## INPUT DATA
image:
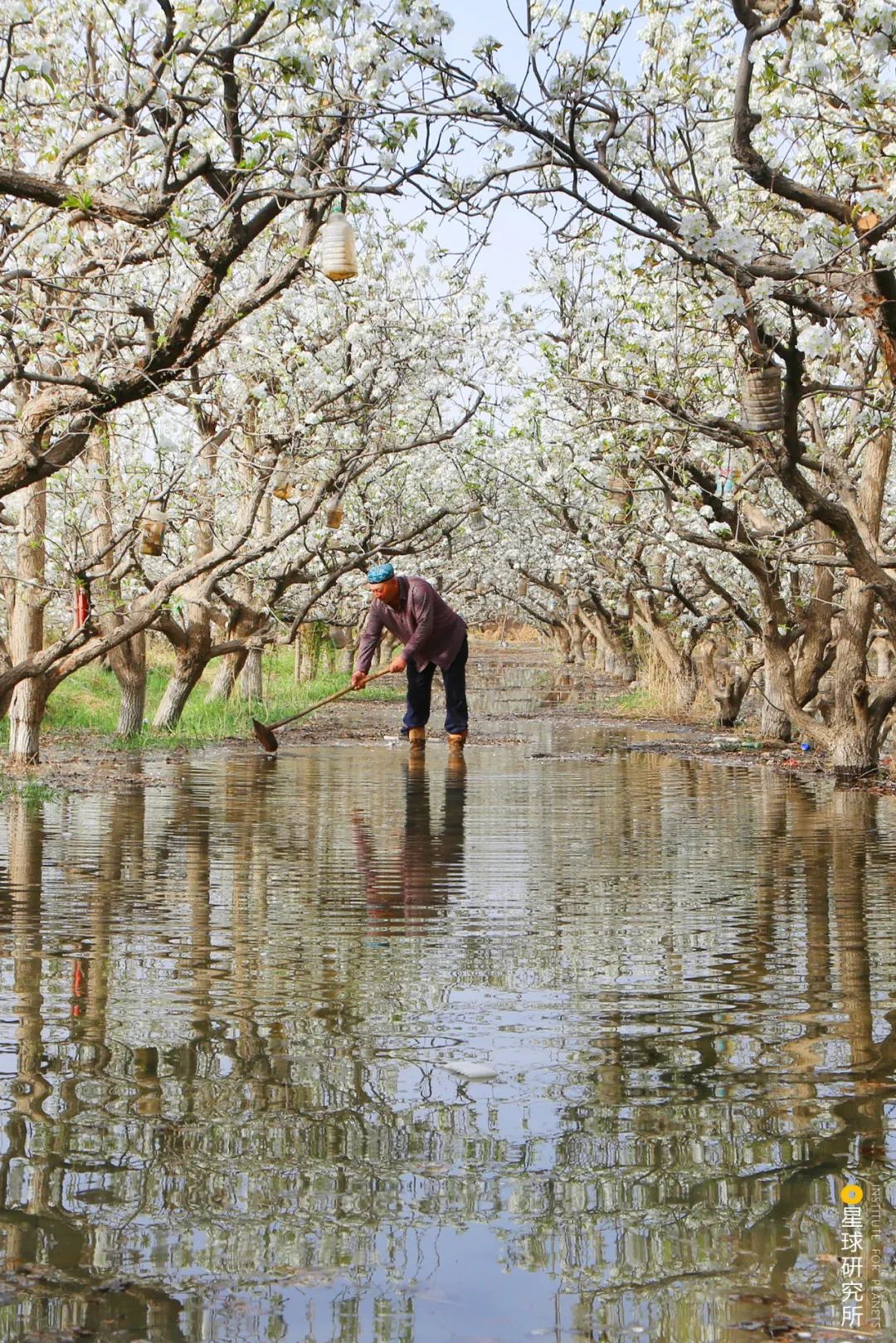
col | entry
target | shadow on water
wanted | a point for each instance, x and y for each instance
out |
(225, 1008)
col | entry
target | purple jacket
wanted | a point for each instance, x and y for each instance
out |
(427, 627)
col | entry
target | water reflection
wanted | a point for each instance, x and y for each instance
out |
(410, 881)
(225, 1113)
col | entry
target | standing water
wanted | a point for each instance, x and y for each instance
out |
(347, 1047)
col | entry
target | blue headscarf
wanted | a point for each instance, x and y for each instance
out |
(381, 574)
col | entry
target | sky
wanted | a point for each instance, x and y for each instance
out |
(505, 260)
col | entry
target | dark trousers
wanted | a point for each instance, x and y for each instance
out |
(419, 689)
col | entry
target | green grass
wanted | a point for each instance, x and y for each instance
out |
(32, 793)
(631, 703)
(86, 704)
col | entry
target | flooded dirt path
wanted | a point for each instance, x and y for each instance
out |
(571, 1041)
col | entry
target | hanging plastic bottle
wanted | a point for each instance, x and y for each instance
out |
(152, 525)
(281, 483)
(338, 260)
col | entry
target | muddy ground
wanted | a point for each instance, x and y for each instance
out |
(509, 689)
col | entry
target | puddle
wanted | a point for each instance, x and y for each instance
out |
(229, 1006)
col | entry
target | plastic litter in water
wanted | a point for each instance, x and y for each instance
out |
(466, 1068)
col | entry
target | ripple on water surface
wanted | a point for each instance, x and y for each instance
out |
(227, 1006)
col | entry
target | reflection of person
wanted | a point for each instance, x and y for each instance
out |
(419, 876)
(433, 635)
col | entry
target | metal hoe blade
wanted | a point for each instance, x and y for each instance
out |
(265, 737)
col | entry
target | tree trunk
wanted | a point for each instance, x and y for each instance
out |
(726, 687)
(772, 720)
(26, 716)
(853, 754)
(616, 659)
(855, 742)
(188, 668)
(128, 659)
(677, 662)
(132, 679)
(26, 627)
(129, 664)
(226, 679)
(250, 683)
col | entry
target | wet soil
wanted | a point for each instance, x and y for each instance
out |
(511, 689)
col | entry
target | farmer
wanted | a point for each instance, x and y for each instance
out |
(433, 635)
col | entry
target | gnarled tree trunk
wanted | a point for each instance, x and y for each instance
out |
(190, 662)
(250, 683)
(26, 627)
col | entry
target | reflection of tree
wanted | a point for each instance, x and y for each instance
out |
(219, 1089)
(418, 874)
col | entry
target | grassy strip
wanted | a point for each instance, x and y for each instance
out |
(86, 704)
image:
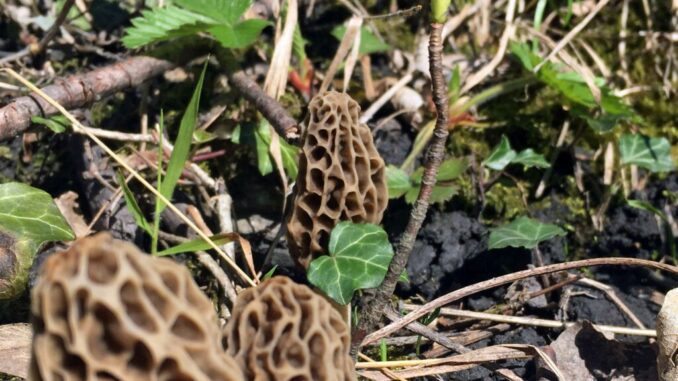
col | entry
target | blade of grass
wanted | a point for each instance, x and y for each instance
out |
(81, 129)
(158, 204)
(200, 244)
(182, 145)
(132, 204)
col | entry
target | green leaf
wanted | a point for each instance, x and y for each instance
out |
(199, 244)
(523, 232)
(133, 206)
(262, 138)
(28, 218)
(646, 206)
(57, 123)
(502, 155)
(31, 214)
(529, 158)
(439, 10)
(299, 46)
(162, 24)
(359, 257)
(224, 11)
(653, 154)
(398, 181)
(182, 145)
(289, 155)
(369, 43)
(239, 35)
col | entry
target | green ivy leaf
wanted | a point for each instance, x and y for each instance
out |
(359, 257)
(523, 232)
(398, 181)
(28, 218)
(450, 169)
(369, 43)
(653, 154)
(502, 155)
(529, 158)
(31, 214)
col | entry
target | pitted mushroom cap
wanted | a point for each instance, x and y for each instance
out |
(104, 311)
(281, 330)
(341, 176)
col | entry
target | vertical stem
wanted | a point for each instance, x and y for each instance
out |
(377, 303)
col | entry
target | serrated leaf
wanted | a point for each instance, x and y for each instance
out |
(398, 181)
(529, 158)
(501, 156)
(369, 43)
(359, 257)
(199, 244)
(262, 138)
(224, 11)
(182, 144)
(653, 154)
(31, 214)
(239, 35)
(160, 24)
(523, 232)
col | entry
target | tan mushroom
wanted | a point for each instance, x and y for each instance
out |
(281, 330)
(104, 311)
(341, 176)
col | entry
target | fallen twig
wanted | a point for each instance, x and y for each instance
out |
(375, 305)
(79, 90)
(534, 322)
(508, 278)
(279, 118)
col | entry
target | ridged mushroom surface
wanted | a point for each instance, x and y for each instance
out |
(341, 176)
(283, 331)
(105, 311)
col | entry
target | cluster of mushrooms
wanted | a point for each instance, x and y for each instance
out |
(103, 310)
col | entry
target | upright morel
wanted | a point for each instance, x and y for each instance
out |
(341, 176)
(104, 311)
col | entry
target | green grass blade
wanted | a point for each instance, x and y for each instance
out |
(132, 205)
(182, 145)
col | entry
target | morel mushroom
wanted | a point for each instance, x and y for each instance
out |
(341, 176)
(281, 330)
(104, 311)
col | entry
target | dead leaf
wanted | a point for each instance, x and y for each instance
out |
(583, 353)
(15, 349)
(667, 338)
(69, 208)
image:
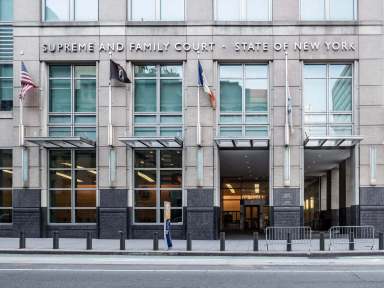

## EXERCISE INSTRUCTIONS
Apart from the pictures, every line of the data above should be given again exactly.

## WRITTEN SOLUTION
image:
col | entry
target | shadow on water
wanted | a point for each instance, x and y for each instance
out |
(225, 1008)
col | entry
target | purple jacket
wanted | a point for each instance, x and y for each instance
out |
(427, 627)
col | entry
target | water reflection
wanted | a point for each instance, x and y for each instance
out |
(410, 881)
(225, 1113)
col | entry
target | standing water
wanted | a point for each instance, x and y for each instance
out |
(347, 1047)
col | entry
target | blue headscarf
wanted | a point for each instance, x and y for each instance
out |
(381, 574)
col | entry
target | sky
wanted | a point for each instance, x and y for each instance
out |
(505, 260)
col | entry
target | dark trousers
wanted | a point for each instance, x and y for each instance
out |
(419, 689)
col | entry
target | green grass
wanted | a point for each instance, x and y for each instance
out |
(32, 793)
(631, 703)
(86, 704)
col | entry
target | flooded dirt path
wanted | a point for each instance, x and y for each instance
out |
(571, 1041)
col | entry
target | hanging plastic bottle
wanted | a point for each instance, x and y for each instance
out |
(152, 525)
(281, 483)
(338, 260)
col | entry
target | muddy ground
wanted | a point for each instance, x and y for each instance
out |
(509, 689)
col | entry
target | puddle
wanted | a point for each instance, x and y for each instance
out |
(229, 1006)
col | entry
target | plastic litter in water
wanted | a point for each instance, x and y for each instance
out |
(466, 1068)
col | entry
target | ripple on water surface
wanted | a point for each instance, x and y for each instance
out |
(227, 1006)
col | entry
target | reflection of person
wanted | a point for each instance, x and y for each instance
out |
(419, 876)
(433, 635)
col | entry
target | metal hoe blade
wanted | a point for each instance, x and y for each instance
out |
(265, 737)
col | entry
target | tree trunk
wanted | a point for each instance, x and y for each instance
out |
(726, 687)
(772, 720)
(26, 716)
(853, 754)
(616, 659)
(855, 742)
(188, 668)
(128, 659)
(677, 662)
(132, 679)
(26, 627)
(129, 664)
(226, 679)
(250, 683)
col | entry
target | wet soil
wanted | a point for each instance, x and y for each instance
out |
(511, 689)
col | entry
target | farmer
wanted | a point for each instance, x and y for each instance
out |
(433, 635)
col | entry
target | gnarled tree trunk
wanted | a point for each instance, x and y for each instance
out |
(190, 662)
(250, 683)
(26, 627)
col | entry
target | reflection of tree
wanted | a point for each instance, x and y for each instance
out |
(219, 1089)
(418, 874)
col | entry
target | grassy strip
wanted | a point for each instance, x and y for each instance
out |
(86, 704)
image:
col | entry
target | blade of grass
wanted | a point for each instance, x and y for each instance
out |
(81, 129)
(158, 204)
(200, 244)
(182, 145)
(132, 204)
col | entry
target | green leaf
wanted | a point for each instance, x and y for each instance
out |
(199, 244)
(523, 232)
(133, 206)
(262, 138)
(28, 218)
(646, 206)
(57, 123)
(502, 155)
(31, 214)
(529, 158)
(439, 10)
(299, 46)
(162, 24)
(359, 257)
(224, 11)
(653, 154)
(398, 181)
(182, 145)
(289, 155)
(369, 43)
(239, 35)
col | entry
target | green ivy leaf
wanted | a point for each instance, x and y for each instance
out |
(359, 257)
(523, 232)
(398, 181)
(28, 218)
(450, 169)
(369, 43)
(653, 154)
(502, 155)
(529, 158)
(31, 214)
col | entry
target | pitted mushroom cap
wanted | a point for each instance, x and y for each instance
out |
(104, 311)
(281, 330)
(341, 176)
col | entry
target | vertical stem
wanted | a point for each instance, x and y for each instance
out |
(377, 303)
col | entry
target | serrated leaf
wanted | a point for each instance, x and y for each instance
out |
(398, 181)
(529, 158)
(501, 156)
(369, 43)
(359, 257)
(199, 244)
(262, 138)
(224, 11)
(182, 144)
(653, 154)
(31, 214)
(239, 35)
(160, 24)
(523, 232)
col | entry
target | tan mushroom
wanted | a point for each instance, x and y for each instance
out |
(281, 330)
(104, 311)
(341, 176)
col | entry
target | fallen twig
wanted | a point for each instance, x and y for each instance
out |
(375, 305)
(79, 90)
(534, 322)
(508, 278)
(279, 118)
col | entry
target | ridged mushroom surface
wanted | a point for each instance, x and y for each instance
out |
(341, 176)
(283, 331)
(105, 311)
col | entry
target | cluster of mushrooms
wanted | a point for each instance, x and y for each instance
out |
(103, 310)
col | entry
target | upright morel
wanted | a point for each instance, x and y for each instance
out |
(341, 176)
(104, 311)
col | entry
target | green grass blade
wanted | a point for each instance, x and y for each instance
out |
(132, 205)
(182, 145)
col | entry
target | morel mushroom
wanted | a point for each instance, x and y for each instance
out |
(341, 176)
(281, 330)
(104, 311)
col | entry
target | dead leaf
wanted | a point for each instance, x and y for each instance
out |
(583, 353)
(15, 349)
(667, 338)
(69, 208)
image:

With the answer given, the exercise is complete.